- [Work required]: The expected response is a copy of every line in the entries below that includes the word "white".

- [Entries provided]:
────────────────────

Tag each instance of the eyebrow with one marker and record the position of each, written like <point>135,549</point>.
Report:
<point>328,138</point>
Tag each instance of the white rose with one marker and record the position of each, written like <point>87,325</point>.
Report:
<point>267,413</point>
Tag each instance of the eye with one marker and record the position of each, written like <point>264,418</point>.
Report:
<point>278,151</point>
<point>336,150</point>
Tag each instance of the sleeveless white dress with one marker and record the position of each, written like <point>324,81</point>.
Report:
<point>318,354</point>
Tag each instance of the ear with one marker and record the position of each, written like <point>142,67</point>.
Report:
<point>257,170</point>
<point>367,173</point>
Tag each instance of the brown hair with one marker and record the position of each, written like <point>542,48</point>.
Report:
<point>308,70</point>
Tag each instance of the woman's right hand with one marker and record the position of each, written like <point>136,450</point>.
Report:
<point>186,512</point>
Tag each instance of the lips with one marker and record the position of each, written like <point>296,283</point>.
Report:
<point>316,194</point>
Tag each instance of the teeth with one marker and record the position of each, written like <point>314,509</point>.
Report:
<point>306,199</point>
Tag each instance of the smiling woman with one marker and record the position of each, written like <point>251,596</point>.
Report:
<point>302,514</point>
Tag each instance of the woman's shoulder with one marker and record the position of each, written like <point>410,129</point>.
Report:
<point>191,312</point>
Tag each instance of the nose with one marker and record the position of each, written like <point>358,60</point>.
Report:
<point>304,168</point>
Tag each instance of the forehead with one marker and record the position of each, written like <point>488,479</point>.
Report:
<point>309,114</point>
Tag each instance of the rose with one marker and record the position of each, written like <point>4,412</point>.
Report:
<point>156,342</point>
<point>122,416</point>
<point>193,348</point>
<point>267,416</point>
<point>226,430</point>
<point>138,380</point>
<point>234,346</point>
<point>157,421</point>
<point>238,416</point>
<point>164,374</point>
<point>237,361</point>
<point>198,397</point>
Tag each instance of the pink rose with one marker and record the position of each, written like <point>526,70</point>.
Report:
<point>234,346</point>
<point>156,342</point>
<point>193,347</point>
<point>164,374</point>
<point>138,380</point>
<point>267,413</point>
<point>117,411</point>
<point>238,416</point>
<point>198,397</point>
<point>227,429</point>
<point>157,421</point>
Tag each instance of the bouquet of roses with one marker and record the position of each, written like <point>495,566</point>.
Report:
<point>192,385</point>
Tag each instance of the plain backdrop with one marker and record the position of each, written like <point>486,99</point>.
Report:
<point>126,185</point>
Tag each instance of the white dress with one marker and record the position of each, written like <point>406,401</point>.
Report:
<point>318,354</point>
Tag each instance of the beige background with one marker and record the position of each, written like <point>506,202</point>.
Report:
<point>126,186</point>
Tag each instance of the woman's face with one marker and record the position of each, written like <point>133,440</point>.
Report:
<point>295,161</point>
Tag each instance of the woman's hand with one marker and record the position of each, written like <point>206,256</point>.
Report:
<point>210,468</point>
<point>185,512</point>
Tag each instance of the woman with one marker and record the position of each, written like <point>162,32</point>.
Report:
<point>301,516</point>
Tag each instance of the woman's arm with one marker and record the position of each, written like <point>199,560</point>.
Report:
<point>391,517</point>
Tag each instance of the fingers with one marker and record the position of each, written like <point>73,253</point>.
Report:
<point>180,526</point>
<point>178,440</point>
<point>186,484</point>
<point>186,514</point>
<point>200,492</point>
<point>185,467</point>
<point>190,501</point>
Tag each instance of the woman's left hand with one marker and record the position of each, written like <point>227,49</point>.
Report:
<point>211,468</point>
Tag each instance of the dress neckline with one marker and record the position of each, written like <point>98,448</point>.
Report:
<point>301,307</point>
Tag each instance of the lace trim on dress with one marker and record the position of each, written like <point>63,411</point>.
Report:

────────────────────

- [Answer]:
Tag each instance of the white rose with one marker and record the position of each, written like <point>87,325</point>.
Tag each instance of the sleeveless white dress with one marker and record the position of each, written like <point>324,81</point>.
Tag each instance of the white dress with one marker and record the position of each, written like <point>406,401</point>.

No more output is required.